TASK DIRECTIONS:
Show each line of the data below in which "path" occurs.

Start of GIVEN DATA

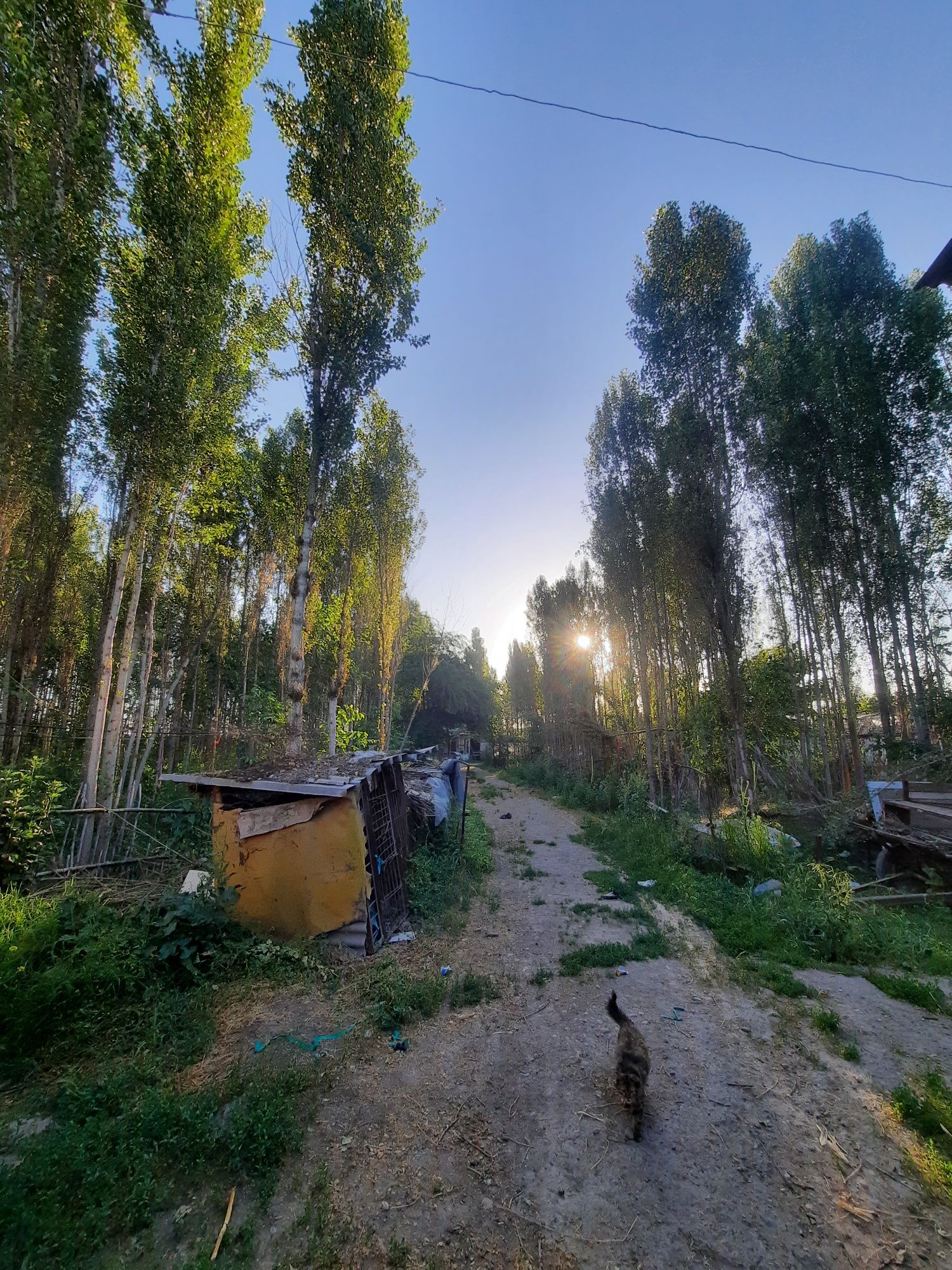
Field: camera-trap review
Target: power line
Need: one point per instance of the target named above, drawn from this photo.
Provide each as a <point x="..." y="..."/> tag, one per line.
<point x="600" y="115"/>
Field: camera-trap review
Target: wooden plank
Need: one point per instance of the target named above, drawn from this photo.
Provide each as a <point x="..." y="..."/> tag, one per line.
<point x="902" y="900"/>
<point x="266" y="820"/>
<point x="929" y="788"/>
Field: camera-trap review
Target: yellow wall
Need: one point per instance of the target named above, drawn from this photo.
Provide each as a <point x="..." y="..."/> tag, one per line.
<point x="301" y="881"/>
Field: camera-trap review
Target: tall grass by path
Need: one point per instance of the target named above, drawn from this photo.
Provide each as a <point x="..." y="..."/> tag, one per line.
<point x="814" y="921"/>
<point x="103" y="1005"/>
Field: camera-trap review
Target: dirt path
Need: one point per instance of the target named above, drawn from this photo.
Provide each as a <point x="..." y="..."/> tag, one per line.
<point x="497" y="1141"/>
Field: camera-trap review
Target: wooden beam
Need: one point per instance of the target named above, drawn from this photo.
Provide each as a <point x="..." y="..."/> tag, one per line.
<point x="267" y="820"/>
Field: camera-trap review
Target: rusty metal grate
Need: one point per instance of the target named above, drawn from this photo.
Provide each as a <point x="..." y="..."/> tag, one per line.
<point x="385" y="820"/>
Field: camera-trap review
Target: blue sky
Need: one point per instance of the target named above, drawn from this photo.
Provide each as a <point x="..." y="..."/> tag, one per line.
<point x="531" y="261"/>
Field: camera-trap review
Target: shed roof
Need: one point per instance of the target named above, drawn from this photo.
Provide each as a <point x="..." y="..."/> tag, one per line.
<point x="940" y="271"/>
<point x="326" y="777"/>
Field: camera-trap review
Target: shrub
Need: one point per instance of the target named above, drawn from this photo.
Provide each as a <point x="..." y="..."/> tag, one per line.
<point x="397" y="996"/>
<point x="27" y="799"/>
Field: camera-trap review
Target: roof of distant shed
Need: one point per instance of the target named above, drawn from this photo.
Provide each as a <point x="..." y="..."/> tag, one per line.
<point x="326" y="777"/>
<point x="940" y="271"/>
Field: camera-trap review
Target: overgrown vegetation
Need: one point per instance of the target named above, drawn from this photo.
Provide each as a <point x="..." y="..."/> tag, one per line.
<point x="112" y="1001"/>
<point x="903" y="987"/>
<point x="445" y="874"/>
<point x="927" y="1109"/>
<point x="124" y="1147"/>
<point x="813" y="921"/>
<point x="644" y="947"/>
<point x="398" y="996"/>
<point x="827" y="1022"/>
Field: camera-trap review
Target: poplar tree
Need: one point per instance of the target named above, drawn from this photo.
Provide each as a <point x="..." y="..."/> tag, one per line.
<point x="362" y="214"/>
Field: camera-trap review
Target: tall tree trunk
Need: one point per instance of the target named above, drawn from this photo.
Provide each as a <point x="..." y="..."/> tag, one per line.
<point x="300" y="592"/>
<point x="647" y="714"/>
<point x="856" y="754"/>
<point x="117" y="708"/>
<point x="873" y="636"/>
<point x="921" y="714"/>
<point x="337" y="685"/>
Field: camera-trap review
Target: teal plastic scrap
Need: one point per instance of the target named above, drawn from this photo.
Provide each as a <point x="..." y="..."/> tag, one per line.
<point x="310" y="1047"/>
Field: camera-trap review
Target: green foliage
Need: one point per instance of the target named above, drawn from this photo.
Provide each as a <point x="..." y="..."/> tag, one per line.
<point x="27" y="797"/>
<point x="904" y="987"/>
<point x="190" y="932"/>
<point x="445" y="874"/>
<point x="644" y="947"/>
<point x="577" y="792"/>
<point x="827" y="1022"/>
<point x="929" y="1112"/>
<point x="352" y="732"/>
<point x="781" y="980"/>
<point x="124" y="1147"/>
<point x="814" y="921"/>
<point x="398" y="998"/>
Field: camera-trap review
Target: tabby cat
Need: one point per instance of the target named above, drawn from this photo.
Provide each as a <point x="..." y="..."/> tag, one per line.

End of GIVEN DATA

RESULT FOR THIS EXERCISE:
Target: tall grass by path
Target: dirt path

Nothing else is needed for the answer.